Annotation dataset records:

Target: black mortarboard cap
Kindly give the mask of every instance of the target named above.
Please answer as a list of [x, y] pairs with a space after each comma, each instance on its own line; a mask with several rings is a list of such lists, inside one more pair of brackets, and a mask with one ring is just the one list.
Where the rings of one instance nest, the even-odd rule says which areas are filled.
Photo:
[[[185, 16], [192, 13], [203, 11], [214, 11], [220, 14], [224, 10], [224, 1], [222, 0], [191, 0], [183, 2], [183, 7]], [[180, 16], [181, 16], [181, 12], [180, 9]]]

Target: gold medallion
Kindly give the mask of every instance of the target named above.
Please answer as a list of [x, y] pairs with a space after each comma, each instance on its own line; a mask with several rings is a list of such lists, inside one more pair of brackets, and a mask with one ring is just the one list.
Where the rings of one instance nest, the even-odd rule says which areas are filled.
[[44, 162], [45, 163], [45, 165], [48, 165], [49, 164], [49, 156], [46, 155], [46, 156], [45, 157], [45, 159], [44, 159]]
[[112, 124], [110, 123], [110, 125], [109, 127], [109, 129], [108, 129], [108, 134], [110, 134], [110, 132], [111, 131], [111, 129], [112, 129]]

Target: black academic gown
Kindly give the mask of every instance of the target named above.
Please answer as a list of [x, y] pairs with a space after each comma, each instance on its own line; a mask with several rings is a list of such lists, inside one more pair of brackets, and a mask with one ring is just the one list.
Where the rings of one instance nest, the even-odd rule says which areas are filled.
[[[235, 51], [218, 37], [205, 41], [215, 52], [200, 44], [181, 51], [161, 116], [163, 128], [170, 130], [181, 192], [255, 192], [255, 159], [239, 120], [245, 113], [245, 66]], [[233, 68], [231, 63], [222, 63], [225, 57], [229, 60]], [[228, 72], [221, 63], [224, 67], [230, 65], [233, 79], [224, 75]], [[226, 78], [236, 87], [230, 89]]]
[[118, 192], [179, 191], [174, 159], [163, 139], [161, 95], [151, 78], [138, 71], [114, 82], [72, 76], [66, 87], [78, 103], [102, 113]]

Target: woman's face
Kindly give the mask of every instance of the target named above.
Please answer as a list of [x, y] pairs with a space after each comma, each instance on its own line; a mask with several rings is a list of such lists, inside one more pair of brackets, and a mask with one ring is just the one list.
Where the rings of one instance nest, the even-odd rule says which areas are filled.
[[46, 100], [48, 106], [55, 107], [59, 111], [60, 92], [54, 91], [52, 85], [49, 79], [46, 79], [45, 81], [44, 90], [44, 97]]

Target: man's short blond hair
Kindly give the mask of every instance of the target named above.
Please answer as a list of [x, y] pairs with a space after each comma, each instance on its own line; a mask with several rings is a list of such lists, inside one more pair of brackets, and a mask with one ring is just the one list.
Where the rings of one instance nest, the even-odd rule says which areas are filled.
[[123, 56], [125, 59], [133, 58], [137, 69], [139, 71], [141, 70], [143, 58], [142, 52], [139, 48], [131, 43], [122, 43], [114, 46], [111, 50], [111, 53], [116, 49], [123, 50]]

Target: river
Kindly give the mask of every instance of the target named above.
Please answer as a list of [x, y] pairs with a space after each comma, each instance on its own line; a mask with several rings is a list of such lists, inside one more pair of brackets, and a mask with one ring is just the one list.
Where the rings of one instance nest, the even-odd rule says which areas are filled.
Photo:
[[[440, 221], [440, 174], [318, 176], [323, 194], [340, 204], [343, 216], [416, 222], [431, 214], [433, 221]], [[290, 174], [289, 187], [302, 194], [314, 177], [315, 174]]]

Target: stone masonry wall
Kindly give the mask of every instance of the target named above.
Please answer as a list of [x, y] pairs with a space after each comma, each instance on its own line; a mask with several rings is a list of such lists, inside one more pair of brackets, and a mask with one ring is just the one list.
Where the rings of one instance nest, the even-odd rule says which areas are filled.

_Exercise aim_
Print all of the records above, character for character, with nothing left out or changed.

_Solved exercise_
Target: black mortarboard cap
Kindly give the mask of every instance of the target named above.
Please answer as a list of [x, y] pairs with a space after each comma, each instance on its own line; a mask with several rings is a list of such lists, inside one more pair of brackets, and a mask with one ring is just the one list.
Where the rings of one instance nest, the even-odd rule says which areas are filled.
Photo:
[[[185, 16], [192, 13], [203, 11], [214, 11], [220, 14], [224, 10], [224, 1], [222, 0], [191, 0], [183, 2], [183, 7]], [[180, 16], [181, 16], [181, 12], [180, 9]]]

Target: gold medallion
Kindly give the mask of every instance of the target named above.
Please answer as a list of [x, y] pairs with a space after each comma, each instance on its own line; a mask with several rings is a list of such lists, inside one more pair of brackets, and a mask with one ring is just the one list.
Where the rings of one instance nest, the even-odd rule says which areas are filled.
[[44, 162], [45, 163], [45, 165], [48, 165], [49, 164], [49, 156], [46, 155], [46, 156], [45, 157], [45, 159], [44, 159]]
[[112, 124], [110, 123], [110, 125], [109, 127], [109, 129], [108, 129], [108, 134], [110, 134], [110, 132], [111, 131], [111, 129], [112, 129]]

Target: black academic gown
Kindly give the mask of every instance of the target named above.
Please answer as a list of [x, y] pairs with a space after each comma, each instance on its own line; a mask with several rings is a list of such lists, inside one more pair of brackets, and a mask with one ring is just the one list.
Where the rings of one instance nest, the even-odd rule says which areas are filled.
[[[235, 51], [218, 37], [205, 41], [215, 52], [200, 44], [181, 51], [161, 116], [163, 128], [170, 130], [181, 192], [255, 192], [255, 159], [239, 120], [245, 113], [245, 66]], [[233, 68], [231, 63], [222, 63], [225, 57], [229, 60]], [[228, 72], [221, 63], [224, 67], [230, 65], [233, 79], [224, 75]], [[226, 78], [236, 87], [230, 89]]]
[[118, 192], [179, 191], [174, 159], [163, 139], [161, 95], [151, 78], [138, 71], [114, 82], [72, 76], [66, 87], [78, 103], [102, 113]]

Target: woman's face
Kindly give the mask of every instance of the target named above.
Please answer as a list of [x, y] pairs with a space after each comma, each instance on its own line; a mask with several rings is a list of such lists, inside one more pair of brackets, and a mask with one ring is just the one list.
Where the rings of one instance nest, the even-odd rule says which areas are filled.
[[46, 100], [48, 106], [55, 107], [59, 111], [60, 92], [54, 91], [52, 85], [49, 79], [46, 79], [45, 81], [44, 90], [44, 97]]

Target: man's short blond hair
Kindly give the mask of every instance of the target named above.
Please answer as a list of [x, y] pairs with a space after each comma, each instance on its own line; a mask with several rings is a list of such lists, inside one more pair of brackets, and a mask with one ring is just the one list.
Where the rings of one instance nest, the even-odd rule says which areas are filled.
[[123, 56], [125, 59], [133, 58], [137, 69], [139, 71], [141, 70], [143, 58], [142, 52], [139, 48], [131, 43], [122, 43], [114, 46], [111, 50], [111, 53], [116, 49], [123, 50]]

Target: river
Kindly give the mask of every instance of the target named above.
Please answer as a list of [x, y] pairs with a space after each comma, each instance on its own line; a mask with several rings is a list of such lists, inside one more pair of brackets, and a mask with one ring is just the one list.
Where the rings of one instance nest, the even-odd rule says which areas are filled.
Photo:
[[[440, 221], [440, 174], [318, 176], [323, 194], [340, 204], [343, 216], [416, 222], [431, 214], [433, 221]], [[290, 174], [289, 187], [302, 194], [314, 177], [315, 174]]]

Target: stone masonry wall
Kindly give the mask of every instance of the target named above.
Please answer as a list of [x, y] pairs with a space after each comma, each instance on its own line; a mask with several rings is a list of such lists, inside one more pair of brackets, and a mask with one ring is just the one list.
Where the rings of one instance nest, the even-odd rule says which areas are filled.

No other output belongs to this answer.